• **Task directions**
Count the lines in the records below that contain the string "hair", treating case as significant. Reply with the number alone.

• **Data excerpts**
###
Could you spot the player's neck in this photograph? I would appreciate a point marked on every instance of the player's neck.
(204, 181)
###
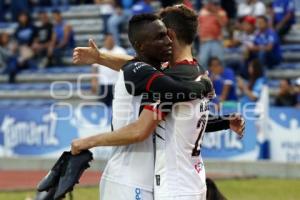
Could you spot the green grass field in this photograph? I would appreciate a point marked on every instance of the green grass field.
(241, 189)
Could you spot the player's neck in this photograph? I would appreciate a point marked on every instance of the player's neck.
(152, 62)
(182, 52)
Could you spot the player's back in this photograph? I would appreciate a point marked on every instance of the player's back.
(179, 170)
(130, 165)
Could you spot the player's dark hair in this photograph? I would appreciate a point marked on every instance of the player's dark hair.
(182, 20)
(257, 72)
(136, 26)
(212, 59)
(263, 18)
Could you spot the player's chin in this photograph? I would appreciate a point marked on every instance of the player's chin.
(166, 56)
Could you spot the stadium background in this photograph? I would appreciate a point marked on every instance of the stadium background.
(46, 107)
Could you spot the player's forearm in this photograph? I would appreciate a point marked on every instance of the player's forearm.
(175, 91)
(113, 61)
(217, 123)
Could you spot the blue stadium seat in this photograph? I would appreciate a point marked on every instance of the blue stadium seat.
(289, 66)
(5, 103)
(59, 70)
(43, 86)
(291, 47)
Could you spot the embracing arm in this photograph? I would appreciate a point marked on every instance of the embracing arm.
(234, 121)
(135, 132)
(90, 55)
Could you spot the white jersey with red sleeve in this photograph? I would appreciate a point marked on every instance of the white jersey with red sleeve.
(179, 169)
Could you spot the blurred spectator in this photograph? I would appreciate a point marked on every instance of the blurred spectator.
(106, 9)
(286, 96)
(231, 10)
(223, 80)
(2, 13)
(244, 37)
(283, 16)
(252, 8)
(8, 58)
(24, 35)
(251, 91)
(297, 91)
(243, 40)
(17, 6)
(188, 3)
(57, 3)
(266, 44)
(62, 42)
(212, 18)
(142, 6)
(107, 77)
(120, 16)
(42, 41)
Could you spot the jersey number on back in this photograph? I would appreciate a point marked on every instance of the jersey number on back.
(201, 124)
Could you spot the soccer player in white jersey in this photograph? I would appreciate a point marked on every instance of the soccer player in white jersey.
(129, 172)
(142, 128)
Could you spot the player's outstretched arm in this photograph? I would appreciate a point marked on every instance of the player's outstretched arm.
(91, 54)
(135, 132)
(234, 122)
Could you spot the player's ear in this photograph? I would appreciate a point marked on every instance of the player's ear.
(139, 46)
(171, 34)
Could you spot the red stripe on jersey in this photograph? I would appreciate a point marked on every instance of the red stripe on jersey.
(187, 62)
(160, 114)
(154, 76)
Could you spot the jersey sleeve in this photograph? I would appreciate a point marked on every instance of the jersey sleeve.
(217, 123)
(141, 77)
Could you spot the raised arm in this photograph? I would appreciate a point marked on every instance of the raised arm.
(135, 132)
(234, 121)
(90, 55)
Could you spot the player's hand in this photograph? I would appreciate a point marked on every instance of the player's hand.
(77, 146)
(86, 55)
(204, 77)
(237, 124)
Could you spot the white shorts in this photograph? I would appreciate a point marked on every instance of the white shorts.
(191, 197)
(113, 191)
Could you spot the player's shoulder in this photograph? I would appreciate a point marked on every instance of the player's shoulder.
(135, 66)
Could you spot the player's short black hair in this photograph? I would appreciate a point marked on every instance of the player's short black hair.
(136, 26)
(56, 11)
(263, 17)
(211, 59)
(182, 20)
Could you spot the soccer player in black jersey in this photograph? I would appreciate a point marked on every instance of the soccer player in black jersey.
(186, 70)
###
• **Task result**
2